_FRAGMENTO DE TEXTO_:
-- -- --

Y cómo Silvio Rendón le ha perdido miedo al ridículo

En el Perú (supongo que lo mismo pasa en todas partes), cuando se quiere arrojar rápidamente una piedra furtiva contra un crítico literario, se hace lo siguiente: se espera a que ese crítico escriba un artículo sobre un libro de alguien que sea, o bien su rival, o bien su amigo.

Si el crítico ha comentado positivamente a un amigo o a alguien que de alguna manera está en su misma orilla del debate literario, entonces se acusa al crítico de parcializarse a favor de quienes son cercanos a él; si el crítico ha comentado negativamente a un rival, se le acusa de parcializarse negativamente con la obra de quienes le son contrarios.

-- -- --

_DATOS MOSTRADOS_:

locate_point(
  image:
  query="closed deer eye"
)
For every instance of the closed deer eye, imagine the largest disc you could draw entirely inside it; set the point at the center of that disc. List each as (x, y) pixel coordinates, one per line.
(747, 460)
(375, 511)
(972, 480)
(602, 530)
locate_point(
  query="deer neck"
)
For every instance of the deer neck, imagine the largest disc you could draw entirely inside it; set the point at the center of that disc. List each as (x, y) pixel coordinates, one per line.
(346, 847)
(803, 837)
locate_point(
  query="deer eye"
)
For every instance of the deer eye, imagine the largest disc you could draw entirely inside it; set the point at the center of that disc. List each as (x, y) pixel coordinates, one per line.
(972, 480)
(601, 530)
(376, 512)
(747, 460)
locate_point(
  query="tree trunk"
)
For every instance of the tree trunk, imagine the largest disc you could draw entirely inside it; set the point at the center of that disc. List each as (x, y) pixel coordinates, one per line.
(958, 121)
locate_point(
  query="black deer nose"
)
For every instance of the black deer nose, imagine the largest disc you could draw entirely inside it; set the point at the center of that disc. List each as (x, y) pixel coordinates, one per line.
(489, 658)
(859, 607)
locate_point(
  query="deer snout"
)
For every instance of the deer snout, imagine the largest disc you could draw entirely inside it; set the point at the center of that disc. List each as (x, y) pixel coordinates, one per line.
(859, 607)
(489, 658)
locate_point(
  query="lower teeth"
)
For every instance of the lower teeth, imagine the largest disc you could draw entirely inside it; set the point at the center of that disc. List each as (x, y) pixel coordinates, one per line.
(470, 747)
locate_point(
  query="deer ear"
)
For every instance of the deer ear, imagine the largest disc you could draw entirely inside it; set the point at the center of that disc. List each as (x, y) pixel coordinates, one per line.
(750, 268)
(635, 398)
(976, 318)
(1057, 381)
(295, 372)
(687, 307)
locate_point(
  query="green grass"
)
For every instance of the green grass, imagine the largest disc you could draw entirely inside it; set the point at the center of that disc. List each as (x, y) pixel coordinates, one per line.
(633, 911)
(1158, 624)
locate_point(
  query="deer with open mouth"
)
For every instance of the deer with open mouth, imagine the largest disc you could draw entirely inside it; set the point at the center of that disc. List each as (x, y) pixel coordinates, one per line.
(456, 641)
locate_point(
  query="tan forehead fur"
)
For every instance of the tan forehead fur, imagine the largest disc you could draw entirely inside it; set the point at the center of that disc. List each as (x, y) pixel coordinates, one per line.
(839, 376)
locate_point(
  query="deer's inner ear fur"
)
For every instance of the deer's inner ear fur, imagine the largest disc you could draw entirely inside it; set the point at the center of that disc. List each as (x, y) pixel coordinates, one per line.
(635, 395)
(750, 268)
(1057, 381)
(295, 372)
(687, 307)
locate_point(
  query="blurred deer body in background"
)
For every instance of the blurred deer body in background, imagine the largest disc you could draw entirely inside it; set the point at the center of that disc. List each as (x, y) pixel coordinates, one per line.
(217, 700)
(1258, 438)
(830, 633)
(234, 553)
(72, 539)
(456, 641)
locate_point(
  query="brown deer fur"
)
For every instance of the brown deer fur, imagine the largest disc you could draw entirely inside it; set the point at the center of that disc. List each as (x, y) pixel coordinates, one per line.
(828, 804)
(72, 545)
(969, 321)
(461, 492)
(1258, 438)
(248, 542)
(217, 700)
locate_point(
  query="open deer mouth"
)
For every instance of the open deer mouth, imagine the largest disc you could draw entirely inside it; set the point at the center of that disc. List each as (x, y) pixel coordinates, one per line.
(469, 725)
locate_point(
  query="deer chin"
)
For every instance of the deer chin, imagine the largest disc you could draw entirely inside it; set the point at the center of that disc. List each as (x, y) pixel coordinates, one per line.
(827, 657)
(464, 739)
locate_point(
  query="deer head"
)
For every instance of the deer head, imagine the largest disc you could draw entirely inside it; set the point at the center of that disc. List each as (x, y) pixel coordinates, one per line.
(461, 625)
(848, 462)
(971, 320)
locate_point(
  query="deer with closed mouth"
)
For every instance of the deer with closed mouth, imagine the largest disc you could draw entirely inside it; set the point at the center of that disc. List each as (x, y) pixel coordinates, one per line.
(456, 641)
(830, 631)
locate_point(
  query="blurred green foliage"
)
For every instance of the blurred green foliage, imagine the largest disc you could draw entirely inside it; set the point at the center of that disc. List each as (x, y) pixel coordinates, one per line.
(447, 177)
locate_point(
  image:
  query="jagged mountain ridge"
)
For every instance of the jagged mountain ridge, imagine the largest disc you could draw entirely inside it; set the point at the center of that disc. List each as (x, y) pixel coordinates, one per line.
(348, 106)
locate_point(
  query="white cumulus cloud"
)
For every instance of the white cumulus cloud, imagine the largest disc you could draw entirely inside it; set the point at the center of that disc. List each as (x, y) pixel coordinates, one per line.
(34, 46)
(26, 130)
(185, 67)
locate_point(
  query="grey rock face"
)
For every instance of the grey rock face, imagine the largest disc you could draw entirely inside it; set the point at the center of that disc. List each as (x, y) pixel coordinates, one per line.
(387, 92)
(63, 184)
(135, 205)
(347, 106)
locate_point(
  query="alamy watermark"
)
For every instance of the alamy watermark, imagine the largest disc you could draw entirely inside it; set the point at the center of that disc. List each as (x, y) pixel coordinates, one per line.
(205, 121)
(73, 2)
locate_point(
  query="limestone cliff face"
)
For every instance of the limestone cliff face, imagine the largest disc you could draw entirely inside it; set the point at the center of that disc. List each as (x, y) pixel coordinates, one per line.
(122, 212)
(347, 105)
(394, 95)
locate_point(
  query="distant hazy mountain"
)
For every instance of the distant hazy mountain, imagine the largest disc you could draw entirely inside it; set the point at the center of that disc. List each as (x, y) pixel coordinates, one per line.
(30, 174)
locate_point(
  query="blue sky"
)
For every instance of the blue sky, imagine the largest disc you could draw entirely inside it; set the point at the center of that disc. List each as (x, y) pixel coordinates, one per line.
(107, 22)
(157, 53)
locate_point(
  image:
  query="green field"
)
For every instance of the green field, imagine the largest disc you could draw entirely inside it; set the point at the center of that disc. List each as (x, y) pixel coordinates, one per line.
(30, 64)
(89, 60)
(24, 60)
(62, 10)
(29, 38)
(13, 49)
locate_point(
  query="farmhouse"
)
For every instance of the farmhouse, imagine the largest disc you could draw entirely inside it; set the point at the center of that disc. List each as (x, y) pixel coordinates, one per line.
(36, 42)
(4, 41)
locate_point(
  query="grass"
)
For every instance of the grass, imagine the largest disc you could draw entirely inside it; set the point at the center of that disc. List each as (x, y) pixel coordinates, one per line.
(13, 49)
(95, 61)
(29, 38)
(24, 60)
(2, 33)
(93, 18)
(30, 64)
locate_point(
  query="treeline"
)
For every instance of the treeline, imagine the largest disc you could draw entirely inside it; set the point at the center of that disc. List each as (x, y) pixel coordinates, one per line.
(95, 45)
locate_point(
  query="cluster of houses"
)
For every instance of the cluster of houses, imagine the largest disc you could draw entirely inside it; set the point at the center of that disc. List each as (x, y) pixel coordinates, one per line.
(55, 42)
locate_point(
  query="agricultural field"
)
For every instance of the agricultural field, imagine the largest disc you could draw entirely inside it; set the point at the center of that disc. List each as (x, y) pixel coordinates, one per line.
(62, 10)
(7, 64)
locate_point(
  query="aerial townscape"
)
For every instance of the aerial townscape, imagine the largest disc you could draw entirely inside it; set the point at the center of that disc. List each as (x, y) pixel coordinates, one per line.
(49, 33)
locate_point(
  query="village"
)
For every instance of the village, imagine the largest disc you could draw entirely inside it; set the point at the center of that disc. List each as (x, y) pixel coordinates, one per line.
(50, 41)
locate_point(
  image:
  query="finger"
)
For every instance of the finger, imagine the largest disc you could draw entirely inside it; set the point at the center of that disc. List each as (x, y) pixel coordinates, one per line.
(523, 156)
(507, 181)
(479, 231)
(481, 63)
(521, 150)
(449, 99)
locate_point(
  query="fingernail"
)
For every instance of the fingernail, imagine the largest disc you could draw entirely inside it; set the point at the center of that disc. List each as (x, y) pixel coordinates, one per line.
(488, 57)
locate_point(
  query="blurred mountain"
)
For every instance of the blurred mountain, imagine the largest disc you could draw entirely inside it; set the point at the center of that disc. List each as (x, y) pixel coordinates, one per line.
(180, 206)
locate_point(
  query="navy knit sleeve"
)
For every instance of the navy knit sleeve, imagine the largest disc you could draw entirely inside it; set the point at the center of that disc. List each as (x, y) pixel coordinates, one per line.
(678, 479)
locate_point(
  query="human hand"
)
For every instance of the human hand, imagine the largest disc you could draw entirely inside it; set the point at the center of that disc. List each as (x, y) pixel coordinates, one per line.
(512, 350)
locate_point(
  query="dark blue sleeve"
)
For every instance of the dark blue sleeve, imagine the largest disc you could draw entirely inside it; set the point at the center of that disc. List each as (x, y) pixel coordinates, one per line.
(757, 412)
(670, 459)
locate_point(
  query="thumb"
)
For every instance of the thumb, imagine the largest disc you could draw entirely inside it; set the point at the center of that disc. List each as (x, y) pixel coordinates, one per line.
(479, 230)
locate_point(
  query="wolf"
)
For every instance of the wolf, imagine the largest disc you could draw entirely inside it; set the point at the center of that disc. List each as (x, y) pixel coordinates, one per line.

-- -- --

_EJERCICIOS_:
- A) Reproduce literalmente el pasaje del fragmento sobre la crítica literaria que va desde «Y cómo Silvio» hasta «bien su amigo.», ambos incluidos.
- B) Indica si cada afirmación concuerda con el fragmento sobre la crítica literaria, respondiendo sí o no y citando textualmente las palabras que lo deciden: (i) Para atacar a un crítico, se espera a que escriba sobre el libro de un rival o de un amigo. (ii) El autor afirma con certeza que lo mismo ocurre en todas partes. (iii) Si el crítico comenta negativamente a un rival, se le acusa de favorecer a quienes le son cercanos.

_RESPUESTAS_:
- A)
Y cómo Silvio Rendón le ha perdido miedo al ridículo

En el Perú (supongo que lo mismo pasa en todas partes), cuando se quiere arrojar rápidamente una piedra furtiva contra un crítico literario, se hace lo siguiente: se espera a que ese crítico escriba un artículo sobre un libro de alguien que sea, o bien su rival, o bien su amigo.

- B)
(i) Sí: «se espera a que ese crítico escriba un artículo sobre un libro de alguien que sea, o bien su rival, o bien su amigo».
(ii) No: «supongo que lo mismo pasa en todas partes».
(iii) No: «se le acusa de parcializarse negativamente con la obra de quienes le son contrarios».